▶ Exercise task:
Exactly reproduce the line containing "Objective — one dot per instance of the white cabinet." together with every line after it, through the end of the entries, and give nothing more.

START

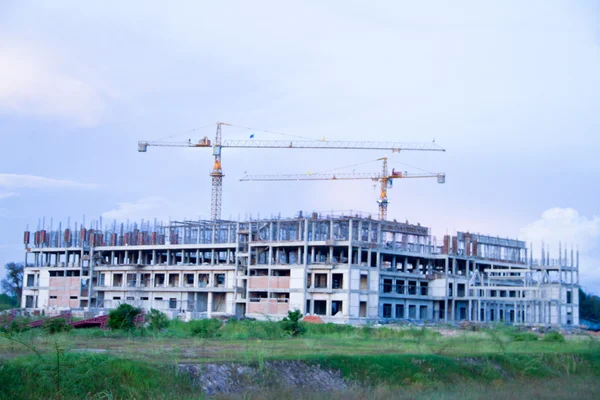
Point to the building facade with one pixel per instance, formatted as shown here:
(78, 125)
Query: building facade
(347, 269)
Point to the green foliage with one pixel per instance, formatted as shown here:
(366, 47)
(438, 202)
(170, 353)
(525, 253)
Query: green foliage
(553, 337)
(123, 317)
(524, 337)
(157, 320)
(12, 285)
(85, 376)
(7, 302)
(56, 325)
(247, 329)
(291, 323)
(205, 328)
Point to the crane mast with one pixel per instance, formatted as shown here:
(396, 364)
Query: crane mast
(218, 144)
(216, 194)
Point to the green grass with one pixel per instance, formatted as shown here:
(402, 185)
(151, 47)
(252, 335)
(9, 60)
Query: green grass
(384, 360)
(90, 376)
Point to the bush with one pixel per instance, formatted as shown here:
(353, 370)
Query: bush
(553, 337)
(524, 337)
(247, 329)
(205, 328)
(157, 320)
(123, 317)
(56, 325)
(291, 323)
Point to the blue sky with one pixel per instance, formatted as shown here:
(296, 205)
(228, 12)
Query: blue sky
(511, 90)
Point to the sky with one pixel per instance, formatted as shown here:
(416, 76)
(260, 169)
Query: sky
(510, 89)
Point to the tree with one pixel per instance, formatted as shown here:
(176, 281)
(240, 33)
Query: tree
(123, 317)
(12, 285)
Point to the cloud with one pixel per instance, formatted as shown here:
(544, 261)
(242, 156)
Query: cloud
(33, 82)
(14, 181)
(566, 225)
(150, 208)
(8, 195)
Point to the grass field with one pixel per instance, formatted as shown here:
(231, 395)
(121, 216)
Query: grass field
(499, 362)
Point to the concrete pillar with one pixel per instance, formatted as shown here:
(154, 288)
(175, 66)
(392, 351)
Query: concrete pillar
(446, 297)
(209, 305)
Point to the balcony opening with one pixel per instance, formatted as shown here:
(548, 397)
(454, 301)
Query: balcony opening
(387, 285)
(258, 296)
(281, 297)
(320, 281)
(412, 287)
(362, 309)
(400, 288)
(399, 310)
(412, 312)
(259, 272)
(336, 307)
(188, 280)
(145, 280)
(364, 282)
(320, 307)
(424, 312)
(219, 303)
(203, 280)
(173, 280)
(337, 281)
(387, 311)
(131, 280)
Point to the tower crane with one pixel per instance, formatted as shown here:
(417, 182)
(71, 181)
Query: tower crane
(384, 178)
(217, 171)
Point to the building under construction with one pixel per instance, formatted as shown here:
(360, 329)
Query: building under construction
(344, 268)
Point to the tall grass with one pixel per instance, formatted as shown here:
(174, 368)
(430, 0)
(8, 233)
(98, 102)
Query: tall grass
(91, 376)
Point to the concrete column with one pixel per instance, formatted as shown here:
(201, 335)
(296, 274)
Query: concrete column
(209, 305)
(446, 297)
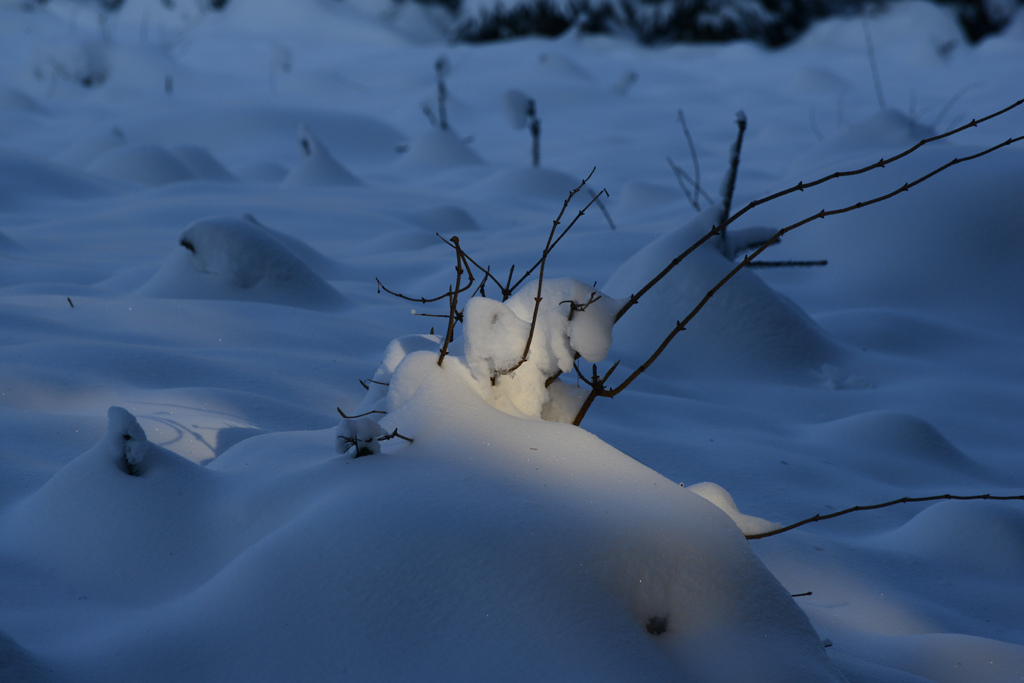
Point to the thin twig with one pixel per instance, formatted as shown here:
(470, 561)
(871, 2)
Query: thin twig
(696, 163)
(861, 508)
(394, 434)
(785, 264)
(799, 187)
(681, 325)
(454, 313)
(730, 178)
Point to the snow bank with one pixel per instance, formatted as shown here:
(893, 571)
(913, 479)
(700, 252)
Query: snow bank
(230, 258)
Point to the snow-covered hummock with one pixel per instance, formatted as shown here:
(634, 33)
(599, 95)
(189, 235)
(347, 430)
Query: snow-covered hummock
(745, 329)
(499, 546)
(317, 166)
(237, 258)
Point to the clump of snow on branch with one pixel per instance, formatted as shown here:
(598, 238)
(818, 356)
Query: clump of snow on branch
(573, 321)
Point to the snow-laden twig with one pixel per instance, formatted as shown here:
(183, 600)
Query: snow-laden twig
(878, 506)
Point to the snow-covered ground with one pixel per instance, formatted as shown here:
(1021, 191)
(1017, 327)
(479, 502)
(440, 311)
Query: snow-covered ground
(194, 211)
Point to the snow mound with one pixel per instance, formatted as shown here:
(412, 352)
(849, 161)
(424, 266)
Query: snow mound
(747, 328)
(103, 532)
(29, 178)
(898, 449)
(200, 163)
(984, 538)
(723, 501)
(141, 163)
(232, 258)
(439, 148)
(542, 184)
(145, 163)
(317, 166)
(445, 220)
(625, 550)
(894, 255)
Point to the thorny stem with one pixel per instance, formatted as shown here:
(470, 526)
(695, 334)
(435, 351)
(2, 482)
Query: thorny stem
(861, 508)
(681, 325)
(801, 186)
(543, 263)
(454, 299)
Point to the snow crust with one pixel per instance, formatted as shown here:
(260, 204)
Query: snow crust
(194, 209)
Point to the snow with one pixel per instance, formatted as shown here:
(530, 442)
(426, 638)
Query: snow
(194, 209)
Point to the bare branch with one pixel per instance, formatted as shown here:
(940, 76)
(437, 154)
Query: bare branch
(801, 186)
(681, 325)
(861, 508)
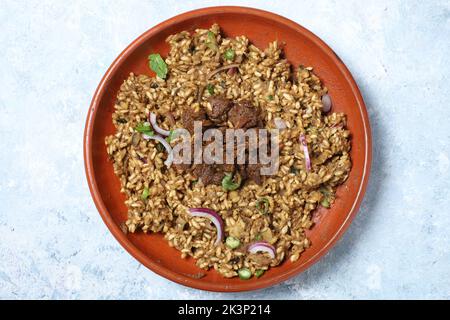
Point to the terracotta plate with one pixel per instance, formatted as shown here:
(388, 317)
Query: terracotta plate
(302, 47)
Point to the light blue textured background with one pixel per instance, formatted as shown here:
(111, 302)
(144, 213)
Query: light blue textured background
(53, 243)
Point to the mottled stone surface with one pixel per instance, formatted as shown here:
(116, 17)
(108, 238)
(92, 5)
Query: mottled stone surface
(53, 243)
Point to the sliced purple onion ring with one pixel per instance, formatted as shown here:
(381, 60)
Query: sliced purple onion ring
(152, 119)
(262, 246)
(279, 123)
(326, 103)
(166, 145)
(213, 216)
(305, 152)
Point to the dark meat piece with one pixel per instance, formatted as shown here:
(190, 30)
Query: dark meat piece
(189, 117)
(219, 109)
(181, 167)
(244, 115)
(208, 174)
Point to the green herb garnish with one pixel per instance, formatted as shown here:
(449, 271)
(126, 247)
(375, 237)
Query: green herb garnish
(263, 205)
(259, 273)
(244, 274)
(325, 203)
(145, 128)
(228, 184)
(229, 54)
(210, 89)
(326, 197)
(145, 193)
(232, 242)
(158, 65)
(170, 137)
(212, 42)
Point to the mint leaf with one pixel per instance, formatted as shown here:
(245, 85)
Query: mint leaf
(158, 65)
(212, 42)
(144, 128)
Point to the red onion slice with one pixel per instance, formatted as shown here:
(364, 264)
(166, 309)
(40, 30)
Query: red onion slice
(166, 145)
(279, 123)
(326, 103)
(152, 119)
(262, 246)
(305, 152)
(213, 216)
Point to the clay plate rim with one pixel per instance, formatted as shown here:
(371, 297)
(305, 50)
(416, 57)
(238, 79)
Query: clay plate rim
(186, 280)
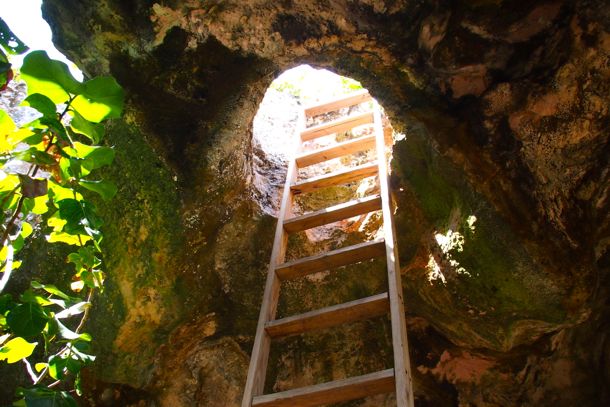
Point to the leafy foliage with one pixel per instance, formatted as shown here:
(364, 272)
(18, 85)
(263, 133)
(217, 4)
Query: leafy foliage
(47, 168)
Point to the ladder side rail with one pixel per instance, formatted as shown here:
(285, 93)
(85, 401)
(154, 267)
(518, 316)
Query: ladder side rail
(257, 370)
(402, 367)
(335, 104)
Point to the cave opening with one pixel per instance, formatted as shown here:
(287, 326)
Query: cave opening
(273, 144)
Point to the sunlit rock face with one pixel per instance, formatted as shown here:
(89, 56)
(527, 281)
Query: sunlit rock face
(501, 185)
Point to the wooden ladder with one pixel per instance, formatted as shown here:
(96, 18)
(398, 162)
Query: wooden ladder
(397, 379)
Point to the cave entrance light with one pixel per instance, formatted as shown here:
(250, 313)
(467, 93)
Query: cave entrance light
(331, 144)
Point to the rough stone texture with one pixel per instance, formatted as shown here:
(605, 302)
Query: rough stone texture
(505, 108)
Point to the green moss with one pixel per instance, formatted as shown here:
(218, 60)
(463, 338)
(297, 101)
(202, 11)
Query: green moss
(142, 228)
(496, 281)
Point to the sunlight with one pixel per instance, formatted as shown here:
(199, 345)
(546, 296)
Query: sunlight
(24, 18)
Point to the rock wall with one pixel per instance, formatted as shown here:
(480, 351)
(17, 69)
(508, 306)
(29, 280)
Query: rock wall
(505, 109)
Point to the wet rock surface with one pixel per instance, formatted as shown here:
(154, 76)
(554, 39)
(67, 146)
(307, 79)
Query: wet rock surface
(504, 105)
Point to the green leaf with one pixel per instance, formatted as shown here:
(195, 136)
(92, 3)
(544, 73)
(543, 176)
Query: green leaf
(6, 303)
(49, 77)
(93, 156)
(26, 230)
(45, 397)
(80, 216)
(30, 297)
(56, 367)
(16, 349)
(76, 309)
(41, 103)
(101, 98)
(26, 319)
(66, 238)
(106, 189)
(51, 289)
(70, 335)
(35, 156)
(93, 131)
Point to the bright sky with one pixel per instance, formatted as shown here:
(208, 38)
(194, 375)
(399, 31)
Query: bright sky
(24, 18)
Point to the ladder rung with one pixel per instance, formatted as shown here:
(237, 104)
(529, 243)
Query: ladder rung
(333, 214)
(330, 260)
(363, 308)
(337, 150)
(336, 178)
(337, 126)
(335, 104)
(331, 392)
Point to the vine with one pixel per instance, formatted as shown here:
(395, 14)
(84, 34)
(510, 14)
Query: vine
(47, 169)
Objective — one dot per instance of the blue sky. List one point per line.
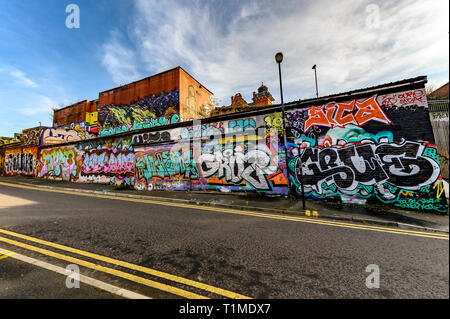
(229, 46)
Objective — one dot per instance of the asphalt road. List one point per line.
(253, 256)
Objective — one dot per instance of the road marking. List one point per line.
(5, 254)
(84, 279)
(117, 273)
(247, 213)
(153, 272)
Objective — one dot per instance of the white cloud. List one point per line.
(119, 61)
(42, 105)
(235, 53)
(19, 75)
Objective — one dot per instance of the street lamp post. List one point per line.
(315, 74)
(279, 59)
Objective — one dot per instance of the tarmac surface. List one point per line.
(259, 256)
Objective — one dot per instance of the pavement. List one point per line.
(380, 215)
(139, 245)
(22, 280)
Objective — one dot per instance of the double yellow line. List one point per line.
(144, 281)
(5, 254)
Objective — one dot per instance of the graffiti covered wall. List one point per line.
(60, 163)
(21, 161)
(152, 111)
(53, 136)
(377, 150)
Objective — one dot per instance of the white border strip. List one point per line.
(87, 280)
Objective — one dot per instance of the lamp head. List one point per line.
(279, 57)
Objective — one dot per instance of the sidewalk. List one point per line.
(248, 201)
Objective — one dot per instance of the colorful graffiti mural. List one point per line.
(21, 161)
(354, 152)
(152, 111)
(165, 167)
(31, 137)
(53, 136)
(242, 166)
(375, 150)
(60, 163)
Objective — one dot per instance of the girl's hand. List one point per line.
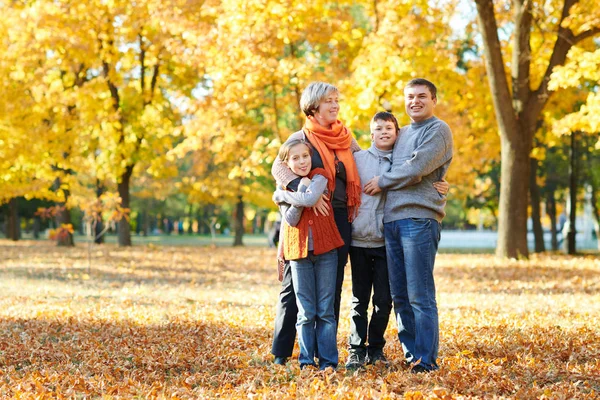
(443, 187)
(322, 206)
(305, 181)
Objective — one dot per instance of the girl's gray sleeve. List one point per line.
(309, 198)
(291, 214)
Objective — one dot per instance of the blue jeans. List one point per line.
(314, 280)
(411, 248)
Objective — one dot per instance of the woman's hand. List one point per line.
(322, 206)
(443, 187)
(372, 187)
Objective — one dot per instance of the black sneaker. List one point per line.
(376, 355)
(280, 360)
(419, 369)
(356, 359)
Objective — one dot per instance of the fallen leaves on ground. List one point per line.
(197, 322)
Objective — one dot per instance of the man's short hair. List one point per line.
(424, 82)
(312, 96)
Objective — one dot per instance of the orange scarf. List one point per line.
(331, 143)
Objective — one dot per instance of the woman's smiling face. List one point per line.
(328, 110)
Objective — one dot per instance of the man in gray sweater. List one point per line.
(413, 213)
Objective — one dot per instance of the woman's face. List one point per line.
(299, 160)
(328, 110)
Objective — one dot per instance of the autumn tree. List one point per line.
(541, 37)
(256, 69)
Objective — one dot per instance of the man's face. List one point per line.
(384, 134)
(418, 103)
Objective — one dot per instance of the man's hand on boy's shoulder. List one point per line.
(372, 187)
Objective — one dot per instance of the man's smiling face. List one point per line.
(419, 102)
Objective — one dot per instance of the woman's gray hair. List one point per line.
(312, 96)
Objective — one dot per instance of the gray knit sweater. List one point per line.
(367, 228)
(422, 155)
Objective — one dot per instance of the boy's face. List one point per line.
(299, 160)
(384, 134)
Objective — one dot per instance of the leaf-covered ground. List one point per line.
(196, 322)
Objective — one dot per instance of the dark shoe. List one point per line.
(376, 355)
(280, 360)
(356, 359)
(419, 369)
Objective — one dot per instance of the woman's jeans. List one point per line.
(314, 280)
(411, 248)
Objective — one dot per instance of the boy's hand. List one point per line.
(372, 187)
(322, 206)
(443, 187)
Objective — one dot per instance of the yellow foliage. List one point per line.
(196, 322)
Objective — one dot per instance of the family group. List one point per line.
(383, 208)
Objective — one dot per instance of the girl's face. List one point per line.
(299, 160)
(328, 110)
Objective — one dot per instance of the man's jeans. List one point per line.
(411, 248)
(369, 273)
(314, 280)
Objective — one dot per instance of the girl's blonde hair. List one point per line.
(284, 150)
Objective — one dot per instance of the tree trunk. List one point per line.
(551, 210)
(37, 225)
(124, 227)
(12, 227)
(99, 225)
(536, 215)
(571, 244)
(239, 222)
(63, 217)
(512, 221)
(596, 213)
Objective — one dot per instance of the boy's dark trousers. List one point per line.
(369, 272)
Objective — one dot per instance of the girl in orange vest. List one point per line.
(310, 242)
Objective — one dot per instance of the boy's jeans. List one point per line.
(314, 280)
(369, 275)
(411, 248)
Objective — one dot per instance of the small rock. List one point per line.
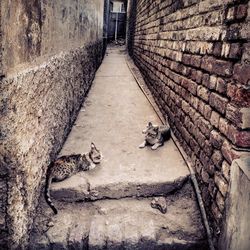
(160, 204)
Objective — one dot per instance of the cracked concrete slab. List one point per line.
(113, 116)
(122, 224)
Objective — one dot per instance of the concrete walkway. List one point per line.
(113, 116)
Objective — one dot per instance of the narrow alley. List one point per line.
(84, 83)
(113, 116)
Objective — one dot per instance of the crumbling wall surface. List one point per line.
(194, 56)
(46, 79)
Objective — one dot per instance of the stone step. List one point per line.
(128, 223)
(113, 116)
(80, 187)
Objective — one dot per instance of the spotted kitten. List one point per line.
(155, 136)
(68, 165)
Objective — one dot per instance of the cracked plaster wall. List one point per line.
(51, 52)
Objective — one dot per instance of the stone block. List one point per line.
(217, 158)
(242, 73)
(216, 66)
(216, 139)
(203, 93)
(226, 170)
(214, 120)
(218, 102)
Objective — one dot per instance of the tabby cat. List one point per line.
(155, 136)
(68, 165)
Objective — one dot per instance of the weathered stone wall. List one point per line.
(194, 56)
(51, 52)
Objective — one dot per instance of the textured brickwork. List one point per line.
(51, 53)
(194, 56)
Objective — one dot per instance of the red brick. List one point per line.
(241, 11)
(215, 66)
(204, 176)
(233, 114)
(235, 51)
(217, 48)
(203, 93)
(221, 86)
(238, 137)
(205, 80)
(198, 166)
(242, 73)
(203, 158)
(226, 170)
(216, 212)
(217, 158)
(192, 60)
(211, 168)
(229, 153)
(207, 112)
(220, 200)
(194, 145)
(214, 120)
(223, 126)
(211, 188)
(205, 126)
(208, 149)
(238, 94)
(218, 102)
(216, 139)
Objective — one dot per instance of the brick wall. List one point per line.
(49, 67)
(194, 56)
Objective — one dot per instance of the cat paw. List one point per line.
(92, 166)
(142, 145)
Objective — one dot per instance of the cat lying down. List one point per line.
(155, 135)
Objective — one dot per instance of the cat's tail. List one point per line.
(47, 194)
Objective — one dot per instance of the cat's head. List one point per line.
(152, 132)
(95, 154)
(149, 126)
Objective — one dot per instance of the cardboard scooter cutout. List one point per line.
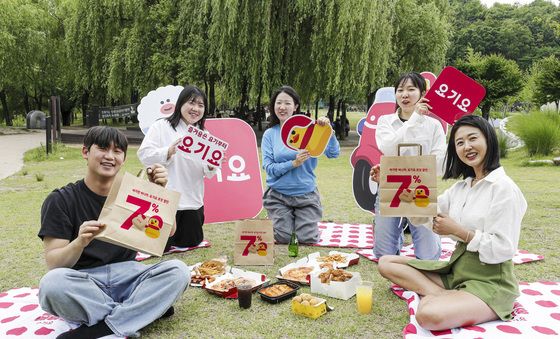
(367, 153)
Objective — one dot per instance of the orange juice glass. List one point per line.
(364, 297)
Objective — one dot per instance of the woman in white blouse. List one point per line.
(186, 175)
(484, 213)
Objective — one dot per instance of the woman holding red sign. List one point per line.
(292, 199)
(484, 213)
(410, 124)
(186, 175)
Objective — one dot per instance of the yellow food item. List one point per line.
(333, 257)
(276, 290)
(298, 273)
(211, 267)
(335, 275)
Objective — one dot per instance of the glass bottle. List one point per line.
(293, 246)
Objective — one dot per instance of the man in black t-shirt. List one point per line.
(91, 282)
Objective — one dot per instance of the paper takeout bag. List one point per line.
(408, 185)
(254, 242)
(138, 214)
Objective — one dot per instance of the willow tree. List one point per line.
(90, 38)
(146, 52)
(421, 36)
(27, 58)
(350, 48)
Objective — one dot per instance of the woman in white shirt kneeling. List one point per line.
(484, 213)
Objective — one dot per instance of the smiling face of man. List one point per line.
(103, 162)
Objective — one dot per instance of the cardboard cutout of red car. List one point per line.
(367, 153)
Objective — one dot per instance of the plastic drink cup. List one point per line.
(244, 295)
(364, 297)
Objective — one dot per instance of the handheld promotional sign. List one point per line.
(235, 192)
(454, 94)
(203, 145)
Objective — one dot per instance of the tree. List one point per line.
(547, 81)
(421, 37)
(500, 77)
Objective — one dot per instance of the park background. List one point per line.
(336, 53)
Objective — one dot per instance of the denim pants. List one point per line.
(126, 295)
(389, 237)
(299, 213)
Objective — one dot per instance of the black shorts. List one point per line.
(189, 228)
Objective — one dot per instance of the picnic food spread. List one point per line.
(306, 299)
(335, 275)
(333, 257)
(276, 290)
(207, 271)
(298, 273)
(211, 267)
(228, 284)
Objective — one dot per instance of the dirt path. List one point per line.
(12, 148)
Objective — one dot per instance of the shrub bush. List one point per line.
(540, 131)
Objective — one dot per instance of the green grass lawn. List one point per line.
(201, 314)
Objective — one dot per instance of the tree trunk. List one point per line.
(84, 104)
(369, 98)
(486, 110)
(7, 115)
(244, 101)
(66, 111)
(259, 111)
(338, 108)
(330, 113)
(212, 96)
(343, 123)
(26, 104)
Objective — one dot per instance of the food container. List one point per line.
(282, 297)
(236, 273)
(350, 259)
(336, 289)
(310, 311)
(301, 263)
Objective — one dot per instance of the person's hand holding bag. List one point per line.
(157, 174)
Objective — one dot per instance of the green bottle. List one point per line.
(293, 246)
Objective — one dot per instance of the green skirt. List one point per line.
(495, 284)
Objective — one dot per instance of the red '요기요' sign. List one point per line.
(235, 192)
(454, 94)
(203, 145)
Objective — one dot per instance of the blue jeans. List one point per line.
(127, 295)
(389, 237)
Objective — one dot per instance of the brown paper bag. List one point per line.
(138, 214)
(408, 185)
(254, 242)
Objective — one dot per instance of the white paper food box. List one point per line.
(351, 259)
(303, 262)
(340, 290)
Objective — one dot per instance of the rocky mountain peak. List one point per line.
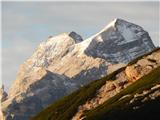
(73, 62)
(75, 36)
(116, 38)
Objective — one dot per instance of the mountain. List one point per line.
(130, 93)
(66, 62)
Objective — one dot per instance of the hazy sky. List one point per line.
(26, 24)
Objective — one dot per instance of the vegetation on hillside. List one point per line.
(114, 109)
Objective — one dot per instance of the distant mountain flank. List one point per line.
(64, 63)
(130, 93)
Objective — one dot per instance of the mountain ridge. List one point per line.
(55, 66)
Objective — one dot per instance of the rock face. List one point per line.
(63, 63)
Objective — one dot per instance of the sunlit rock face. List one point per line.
(63, 63)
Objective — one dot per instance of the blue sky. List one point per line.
(26, 24)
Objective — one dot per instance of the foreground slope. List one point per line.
(64, 63)
(128, 93)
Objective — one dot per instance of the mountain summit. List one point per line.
(64, 63)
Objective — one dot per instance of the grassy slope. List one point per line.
(66, 107)
(118, 109)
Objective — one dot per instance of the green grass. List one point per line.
(114, 103)
(66, 107)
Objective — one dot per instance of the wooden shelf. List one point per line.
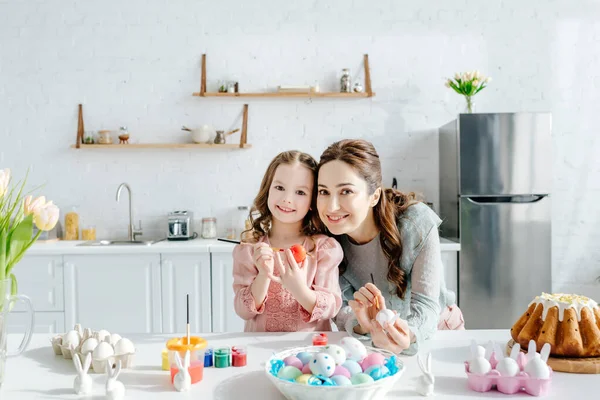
(286, 94)
(161, 146)
(367, 93)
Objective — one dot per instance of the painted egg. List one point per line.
(289, 373)
(372, 359)
(304, 356)
(340, 370)
(337, 352)
(322, 364)
(303, 379)
(361, 378)
(355, 350)
(352, 366)
(293, 361)
(377, 371)
(384, 316)
(341, 380)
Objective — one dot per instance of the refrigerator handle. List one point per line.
(516, 199)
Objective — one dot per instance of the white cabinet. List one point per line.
(450, 261)
(184, 274)
(44, 322)
(224, 318)
(118, 292)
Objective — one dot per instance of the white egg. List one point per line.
(103, 351)
(507, 367)
(322, 364)
(337, 352)
(114, 338)
(89, 345)
(355, 350)
(384, 316)
(102, 334)
(71, 338)
(124, 346)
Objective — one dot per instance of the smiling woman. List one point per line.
(391, 249)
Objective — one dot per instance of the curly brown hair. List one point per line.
(260, 215)
(363, 158)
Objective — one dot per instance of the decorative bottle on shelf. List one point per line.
(345, 84)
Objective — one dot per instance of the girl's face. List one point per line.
(290, 193)
(343, 199)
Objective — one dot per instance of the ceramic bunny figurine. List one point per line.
(536, 363)
(508, 366)
(478, 364)
(182, 380)
(114, 389)
(427, 380)
(83, 382)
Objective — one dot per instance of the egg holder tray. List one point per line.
(98, 364)
(521, 382)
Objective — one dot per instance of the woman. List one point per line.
(392, 255)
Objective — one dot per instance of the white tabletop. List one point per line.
(39, 374)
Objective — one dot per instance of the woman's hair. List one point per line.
(260, 215)
(363, 158)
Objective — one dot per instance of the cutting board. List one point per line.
(582, 365)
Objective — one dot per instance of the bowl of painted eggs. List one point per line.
(348, 370)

END

▶ Expected output:
Objective — one dot per instance of the white cabinet. List one point per line.
(450, 261)
(184, 274)
(44, 322)
(224, 318)
(118, 292)
Objective — one dot per instance of the white egg. List one point per line.
(103, 351)
(507, 367)
(322, 364)
(337, 352)
(114, 338)
(89, 345)
(355, 350)
(384, 316)
(102, 334)
(71, 338)
(124, 346)
Objective — one dot per instance of the smiling woman. List one point per line.
(391, 249)
Objective — one dot per instance of the curly brown hair. List one point per line.
(260, 215)
(363, 158)
Objective — one dot per instance of the decorative bottle on shelf. List one point per line.
(345, 84)
Objective — one dot per instance of the girl's face. List one point per line.
(290, 193)
(343, 199)
Objective — one dot per instance of the ceramic bunny figurine. List one point per line.
(536, 363)
(508, 366)
(478, 364)
(182, 380)
(114, 389)
(427, 380)
(83, 382)
Objective — one dot per instance of the egg holder tray. List one point per line.
(98, 364)
(521, 382)
Objective — one dot per instance of the woman. List one point per line.
(392, 255)
Objective — one dot per instance of the white tabletop. List one point per line.
(39, 374)
Objective — one dot per instance of the woman's hair. List one point per line.
(260, 215)
(363, 158)
Objective — one dot per instance of the cutting board. List one point per line.
(582, 365)
Objective — one dot per instance of the bowl of painted eggs. List one point per line.
(348, 370)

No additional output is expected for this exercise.